Dalam kutipan tentang NU dan keutuhan kebangsaan, sikap apa yang dikedepankan NU dalam kehidupan berbangsa dan bernegara?

*** Kutipan ***

NU DAN PENEGASAN KEUTUHAN KEBANGSAAN
NU DAN PENEGASAN KEUTUHAN KEBANGSAAN
Salah satu yang menjadi consern NU dalam percaturan berbangsa dan bernegara ialah mengedepankan sikap penghargaan terhadap kebinekaan. NU memang sudah teruji di dalam kaitannya dengan pengembangan wawasan kebangsaan dan keumatan, keislaman dan keindonesiaan. Nyaris tidak ada yang meragukan komitmen NU untuk menjaga harmoni di tengah pluralitas dan multikulturalitas bangsa Indonesia.
Sesungguhnya, bangsa Indonesia adalah bangsa yang sangat menghargai kebinekaan. Bisa dibayangkan dengan jumlah suku dan bahasa serta pulau yang bertebaran dari Sabang sampai Merauke, sebuah keragaman yang saya kira tidak ada duanya di dunia ini, namun demikian dapat menjadi satu kesatuan dalam wujud berbangsa dan bernegara. Mereka semua menyatakan sebagai part of bangsa Indonesia dan menjadi penduduk negara Indonesia.

*** Data Terkumpul ***

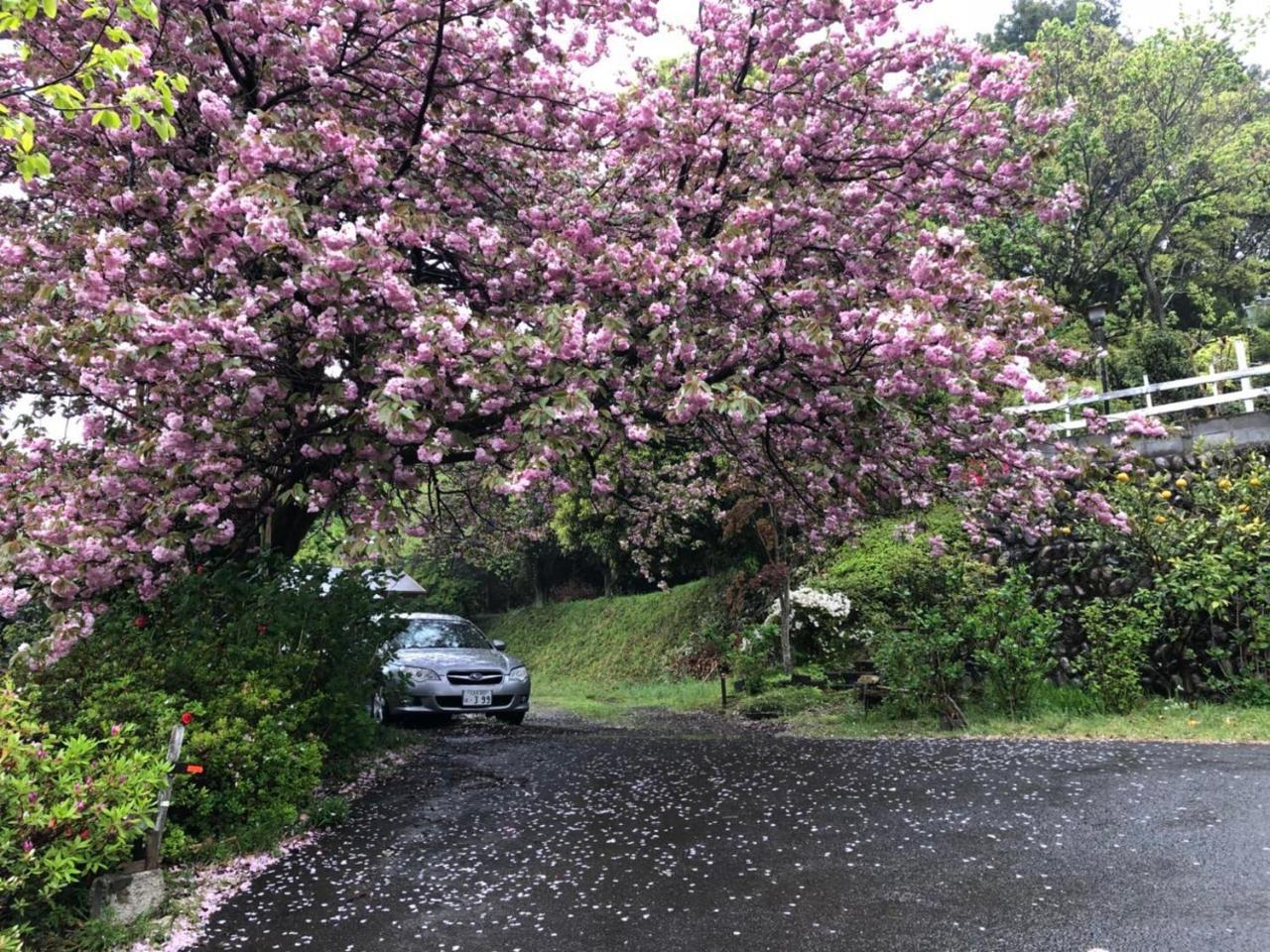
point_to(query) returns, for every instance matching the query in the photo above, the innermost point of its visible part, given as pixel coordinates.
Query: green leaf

***

### Jawaban
Sikap penghargaan terhadap kebinekaan.